1013 Battle Over Cities (25分) PAT

方案一

记录所有的边（可以用邻接表）
    对每个丢失的城市（每个查询）
        根据边，用并查集对城市进行集合的合并  O(e)
        检查一共有n个集合，则需要修n-1条路   O(v)

代码如下：

#include<cstdio>
#include<vector>
#include<set>

using namespace std;
const int maxn = 1010;

int findfather(int father[], int a) {
    int x = a;
    while (x != father[x]) {
        x = father[x];
    }
    int temp;
    while (father[a] != x) {
        temp = father[a];
        father[a] = x;
        a = temp;
    }
    return x;
}

int main() {
    int N, M, K;
    int a, b;  // two cities the highway connect
    int c; // the lost city
    vector<int> node[maxn];
    scanf("%d %d %d", &N, &M, &K);
    for (int m = 0; m < M; m++) {
        scanf("%d %d", &a, &b);
        node[a].push_back(b);
        // node[b].push_back(a);  // it is not neccisery if using union set
    }
    int father[maxn];

    for (int k = 0; k < K; k++) {
        scanf("%d", &c);
        for (int i = 1; i <= N; i++) {
            father[i] = i;
        }
/*
        // test
        for (int i = 1; i <= 10; i++) {
            printf("%d ", father[i]);
        }
        printf("\n");
*/
        for (int i = 1; i <= N; i++) {
            if (i == c) continue;
            int fa = findfather(father, i);
            for (int j = 0; j < node[i].size(); j++) {
                if (node[i][j] == c) continue;
                int fb = findfather(father, node[i][j]);
                if (fa != fb) {
                    father[fb] = fa;

//                    // test
//                    for (int i = 1; i <= 10; i++) {
//                        printf("%d ", father[i]);
//                    }
//                    printf("\n");
                }
            }
        }
        set<int> countSet;
        for (int i = 1; i <= N; i++) {
            if (i == c) continue;
            countSet.insert(findfather(father, i));
        }
        printf("%d\n", countSet.size() - 1);
    }

    return 0;
}

方案二

用邻接矩阵存储图（或者用邻接表）
    对每个丢失的城市
    根据图采用宽度（或深度）优先搜索，记录需要多少次搜索（即产生多少搜索树）

两个的复杂度应该都是O(v+e)，其中v为顶点的数目，e为边的数目

代码如下：

其中，需要注意的是：visit 数组在DFS中表示“该结点是否被访问过”，而在BFS中表示“该结点是否进入过队列”，如果BFS中的定义与DFS中相同，则在PAT测试中，最后一个测试样例超时。原因是定义为“是否被访问过”将导致已经进入队列，但是没有被访问过的结点再次进入队列，从而产生重复，导致超时。

§ 记录数据
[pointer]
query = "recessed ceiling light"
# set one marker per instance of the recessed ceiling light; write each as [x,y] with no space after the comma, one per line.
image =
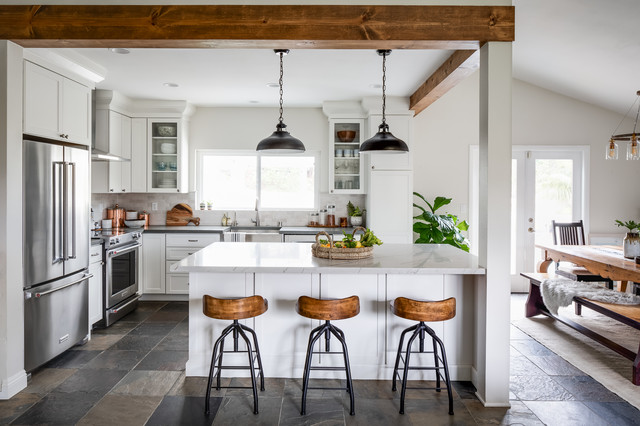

§ 任务目标 A
请将阅读选段中从"用邻接矩阵存储图（或者用邻接表）"到"列，从而产生重复，导致超时。"的这一段照录一遍，并把其中的"宽度"改为"广度"。
§ 任务目标 B
根据阅读选段，visit 数组在BFS中表示什么？
上面的数据是独立的材料，与阅读选段无关。

§ 完整输出 A
用邻接矩阵存储图（或者用邻接表）
    对每个丢失的城市
    根据图采用广度（或深度）优先搜索，记录需要多少次搜索（即产生多少搜索树）

两个的复杂度应该都是O(v+e)，其中v为顶点的数目，e为边的数目

代码如下：

其中，需要注意的是：visit 数组在DFS中表示“该结点是否被访问过”，而在BFS中表示“该结点是否进入过队列”，如果BFS中的定义与DFS中相同，则在PAT测试中，最后一个测试样例超时。原因是定义为“是否被访问过”将导致已经进入队列，但是没有被访问过的结点再次进入队列，从而产生重复，导致超时。

§ 完整输出 B
在BFS中，visit 数组表示该结点是否进入过队列。